> _Selection_
-- Begin --

Foreign arbitral award is the award granted by an arbitration tribunal recognized by the New York Convention and Geneva Convention. A foreign arbitral award is enforceable under Part II of the Arbitration and Conciliation Act, 1996.

Conditions for enforcement of foreign arbitral award are mentioned below:

  • The arbitral award is granted in matters considered to be commercial matters by laws in force in India because India has adopted the commercial reservation under the New York Convention and the Geneva Convention.
  • The arbitral award must be granted in pursuance of an arbitral agreement that comes under the ambit of the New York Convention and the Geneva Convention.
  • The arbitral award should be granted in relation to parties where at least one person is subject to the jurisdiction of a territory duly notified in the Official Gazette by the Indian government and passed in one such notified territory.

-- End --

> _Task inputs_
-- Begin --

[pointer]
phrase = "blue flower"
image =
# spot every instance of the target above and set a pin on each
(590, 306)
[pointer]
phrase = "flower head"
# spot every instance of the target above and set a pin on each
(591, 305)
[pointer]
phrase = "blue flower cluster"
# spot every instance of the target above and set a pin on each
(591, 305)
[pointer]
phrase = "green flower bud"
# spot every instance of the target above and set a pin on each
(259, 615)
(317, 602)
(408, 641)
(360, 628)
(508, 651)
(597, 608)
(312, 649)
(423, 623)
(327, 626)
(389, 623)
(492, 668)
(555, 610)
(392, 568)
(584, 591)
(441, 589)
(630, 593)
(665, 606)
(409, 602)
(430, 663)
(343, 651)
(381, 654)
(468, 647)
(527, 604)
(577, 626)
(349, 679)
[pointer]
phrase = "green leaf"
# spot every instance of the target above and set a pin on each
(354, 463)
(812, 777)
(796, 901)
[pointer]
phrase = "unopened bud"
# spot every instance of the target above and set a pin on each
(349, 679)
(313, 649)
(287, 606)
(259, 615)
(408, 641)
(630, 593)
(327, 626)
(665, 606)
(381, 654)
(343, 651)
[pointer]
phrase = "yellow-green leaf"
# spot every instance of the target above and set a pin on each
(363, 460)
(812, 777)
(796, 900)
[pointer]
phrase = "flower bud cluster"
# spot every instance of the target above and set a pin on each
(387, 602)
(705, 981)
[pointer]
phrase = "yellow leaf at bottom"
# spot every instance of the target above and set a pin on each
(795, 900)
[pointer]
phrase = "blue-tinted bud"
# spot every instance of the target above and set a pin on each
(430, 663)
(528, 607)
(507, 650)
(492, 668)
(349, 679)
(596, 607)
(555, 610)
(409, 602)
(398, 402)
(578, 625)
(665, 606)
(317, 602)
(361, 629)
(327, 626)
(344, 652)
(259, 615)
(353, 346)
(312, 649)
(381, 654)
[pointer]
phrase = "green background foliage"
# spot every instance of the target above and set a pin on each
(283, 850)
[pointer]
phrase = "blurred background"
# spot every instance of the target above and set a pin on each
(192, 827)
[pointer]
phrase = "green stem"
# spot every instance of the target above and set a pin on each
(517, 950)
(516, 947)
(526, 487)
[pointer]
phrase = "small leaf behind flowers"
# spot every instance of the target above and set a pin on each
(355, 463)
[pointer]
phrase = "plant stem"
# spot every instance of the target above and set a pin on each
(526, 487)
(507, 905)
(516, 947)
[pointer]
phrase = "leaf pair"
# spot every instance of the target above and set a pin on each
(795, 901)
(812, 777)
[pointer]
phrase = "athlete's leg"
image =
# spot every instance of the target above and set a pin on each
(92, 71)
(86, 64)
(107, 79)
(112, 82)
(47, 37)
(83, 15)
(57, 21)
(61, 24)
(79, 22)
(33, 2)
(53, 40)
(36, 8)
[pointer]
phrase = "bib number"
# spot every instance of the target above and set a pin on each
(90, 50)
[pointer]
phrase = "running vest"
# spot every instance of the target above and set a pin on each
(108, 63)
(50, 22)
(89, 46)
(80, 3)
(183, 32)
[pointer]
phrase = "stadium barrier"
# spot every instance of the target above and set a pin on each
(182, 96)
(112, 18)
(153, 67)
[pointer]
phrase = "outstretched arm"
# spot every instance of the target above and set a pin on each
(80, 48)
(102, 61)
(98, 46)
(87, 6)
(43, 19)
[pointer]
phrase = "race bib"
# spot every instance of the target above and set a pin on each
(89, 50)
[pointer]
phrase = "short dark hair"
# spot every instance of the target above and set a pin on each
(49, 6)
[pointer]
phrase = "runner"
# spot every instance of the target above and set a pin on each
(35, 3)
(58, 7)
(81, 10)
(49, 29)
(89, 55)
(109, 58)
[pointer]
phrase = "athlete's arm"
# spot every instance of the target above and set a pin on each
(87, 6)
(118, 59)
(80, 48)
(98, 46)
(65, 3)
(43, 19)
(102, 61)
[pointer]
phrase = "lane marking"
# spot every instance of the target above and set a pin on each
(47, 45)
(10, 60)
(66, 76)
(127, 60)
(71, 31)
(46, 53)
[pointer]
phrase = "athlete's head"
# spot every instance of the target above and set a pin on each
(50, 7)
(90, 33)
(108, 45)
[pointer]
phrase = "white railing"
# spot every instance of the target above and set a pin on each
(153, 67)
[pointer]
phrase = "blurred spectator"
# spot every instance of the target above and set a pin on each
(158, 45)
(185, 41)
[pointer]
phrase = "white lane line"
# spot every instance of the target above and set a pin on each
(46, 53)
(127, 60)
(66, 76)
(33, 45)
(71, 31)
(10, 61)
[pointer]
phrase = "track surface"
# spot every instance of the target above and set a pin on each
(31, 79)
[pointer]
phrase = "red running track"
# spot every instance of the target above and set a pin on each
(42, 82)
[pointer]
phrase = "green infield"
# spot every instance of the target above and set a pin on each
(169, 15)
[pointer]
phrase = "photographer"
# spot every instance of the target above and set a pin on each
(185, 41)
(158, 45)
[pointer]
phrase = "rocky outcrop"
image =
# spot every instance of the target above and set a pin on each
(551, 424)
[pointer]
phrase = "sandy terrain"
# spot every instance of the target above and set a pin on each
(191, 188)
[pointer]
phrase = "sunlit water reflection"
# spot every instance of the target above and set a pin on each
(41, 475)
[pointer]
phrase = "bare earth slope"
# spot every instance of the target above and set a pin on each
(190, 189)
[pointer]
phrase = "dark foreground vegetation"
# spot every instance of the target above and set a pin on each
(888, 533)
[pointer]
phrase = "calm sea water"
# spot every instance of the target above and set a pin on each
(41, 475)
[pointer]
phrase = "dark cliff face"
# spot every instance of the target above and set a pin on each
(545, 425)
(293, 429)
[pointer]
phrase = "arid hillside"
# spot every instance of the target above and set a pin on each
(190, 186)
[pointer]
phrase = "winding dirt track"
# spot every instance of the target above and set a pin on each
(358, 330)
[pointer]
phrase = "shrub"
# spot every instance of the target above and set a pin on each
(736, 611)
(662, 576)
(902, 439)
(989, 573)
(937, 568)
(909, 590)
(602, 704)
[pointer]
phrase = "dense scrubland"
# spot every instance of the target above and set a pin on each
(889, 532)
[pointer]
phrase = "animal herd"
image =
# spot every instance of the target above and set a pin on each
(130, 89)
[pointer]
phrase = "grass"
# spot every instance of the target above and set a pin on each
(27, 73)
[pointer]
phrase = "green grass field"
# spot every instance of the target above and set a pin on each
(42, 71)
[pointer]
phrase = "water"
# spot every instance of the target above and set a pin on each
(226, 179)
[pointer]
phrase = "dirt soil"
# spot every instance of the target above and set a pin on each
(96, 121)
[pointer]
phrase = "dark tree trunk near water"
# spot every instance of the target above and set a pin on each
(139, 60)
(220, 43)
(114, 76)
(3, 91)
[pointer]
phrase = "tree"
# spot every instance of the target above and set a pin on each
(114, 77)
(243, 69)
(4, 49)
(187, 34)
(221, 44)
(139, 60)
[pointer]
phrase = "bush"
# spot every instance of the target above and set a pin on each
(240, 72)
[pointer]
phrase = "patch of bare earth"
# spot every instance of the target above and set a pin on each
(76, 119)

-- End --

> _Problem A_
Answer these questions from the passage on foreign arbitral awards, one per line, with each answer marked (i), (ii) or (iii) to match:
(i) Under which part of which act is a foreign arbitral award enforceable?
(ii) Why must the award concern matters that Indian law treats as commercial?
(iii) By whom, and in what publication, must the territory be notified?
> _Problem B_
Pull out every line of the rows that contains the string "cluster", copying each one in full.

> _Full response A_
(i) Part II of the Arbitration and Conciliation Act, 1996.
(ii) India has adopted the commercial reservation under the New York Convention and the Geneva Convention.
(iii) By the Indian government, in the Official Gazette.

> _Full response B_
phrase = "blue flower cluster"
phrase = "flower bud cluster"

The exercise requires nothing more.